+++ SUPPLIED RECORDS
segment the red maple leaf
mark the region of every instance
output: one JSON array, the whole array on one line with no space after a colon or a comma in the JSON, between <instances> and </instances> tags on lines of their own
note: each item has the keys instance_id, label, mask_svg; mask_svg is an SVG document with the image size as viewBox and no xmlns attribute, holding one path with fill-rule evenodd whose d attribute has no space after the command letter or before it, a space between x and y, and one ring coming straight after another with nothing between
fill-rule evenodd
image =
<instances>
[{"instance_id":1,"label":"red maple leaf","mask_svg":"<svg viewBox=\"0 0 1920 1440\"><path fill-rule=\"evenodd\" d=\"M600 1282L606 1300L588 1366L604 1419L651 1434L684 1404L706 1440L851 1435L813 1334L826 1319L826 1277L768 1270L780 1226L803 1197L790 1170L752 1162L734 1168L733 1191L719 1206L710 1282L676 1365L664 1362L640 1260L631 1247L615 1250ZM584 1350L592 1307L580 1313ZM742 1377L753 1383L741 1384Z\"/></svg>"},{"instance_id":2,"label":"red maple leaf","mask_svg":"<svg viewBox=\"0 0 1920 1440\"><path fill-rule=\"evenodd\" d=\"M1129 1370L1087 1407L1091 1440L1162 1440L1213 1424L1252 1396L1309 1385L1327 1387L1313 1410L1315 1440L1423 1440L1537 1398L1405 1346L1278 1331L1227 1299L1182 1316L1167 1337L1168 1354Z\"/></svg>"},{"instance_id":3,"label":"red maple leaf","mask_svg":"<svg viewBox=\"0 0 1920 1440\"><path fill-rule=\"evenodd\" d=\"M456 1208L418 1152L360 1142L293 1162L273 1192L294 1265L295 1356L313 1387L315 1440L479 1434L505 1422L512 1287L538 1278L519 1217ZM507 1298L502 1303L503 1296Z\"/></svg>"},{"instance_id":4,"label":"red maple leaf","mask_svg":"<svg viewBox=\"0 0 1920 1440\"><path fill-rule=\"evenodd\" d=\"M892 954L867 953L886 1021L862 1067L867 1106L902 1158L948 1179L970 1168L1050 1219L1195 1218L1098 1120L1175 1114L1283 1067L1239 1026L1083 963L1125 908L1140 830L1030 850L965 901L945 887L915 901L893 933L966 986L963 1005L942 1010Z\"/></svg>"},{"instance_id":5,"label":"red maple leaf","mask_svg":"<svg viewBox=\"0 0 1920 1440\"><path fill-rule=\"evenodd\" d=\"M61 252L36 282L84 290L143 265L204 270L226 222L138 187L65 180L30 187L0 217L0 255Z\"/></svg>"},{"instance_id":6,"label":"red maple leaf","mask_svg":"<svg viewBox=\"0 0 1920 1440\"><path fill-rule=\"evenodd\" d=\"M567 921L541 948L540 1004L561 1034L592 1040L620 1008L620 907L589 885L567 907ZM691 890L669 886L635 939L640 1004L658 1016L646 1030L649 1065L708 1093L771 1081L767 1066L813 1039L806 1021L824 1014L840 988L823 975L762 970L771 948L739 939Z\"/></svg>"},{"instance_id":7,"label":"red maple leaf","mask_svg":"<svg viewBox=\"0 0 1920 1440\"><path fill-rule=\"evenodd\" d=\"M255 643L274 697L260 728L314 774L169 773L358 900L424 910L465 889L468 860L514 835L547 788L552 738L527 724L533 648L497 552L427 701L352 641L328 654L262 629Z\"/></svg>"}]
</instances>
++++++
WORK ITEM => Given the word "space", show every line of the records that contains it.

THE COMPLETED TASK =>
output: one JSON array, the whole array on one line with no space after a colon or a comma in the JSON, between <instances> and </instances> tags on lines of their own
note: each item has the keys instance_id, label, mask_svg; mask_svg is an SVG document with the image size as viewBox and no xmlns attribute, holding one path with fill-rule evenodd whose d attribute has no space after the command letter or before it, a space between x and y, and one ring coming straight after another with nothing between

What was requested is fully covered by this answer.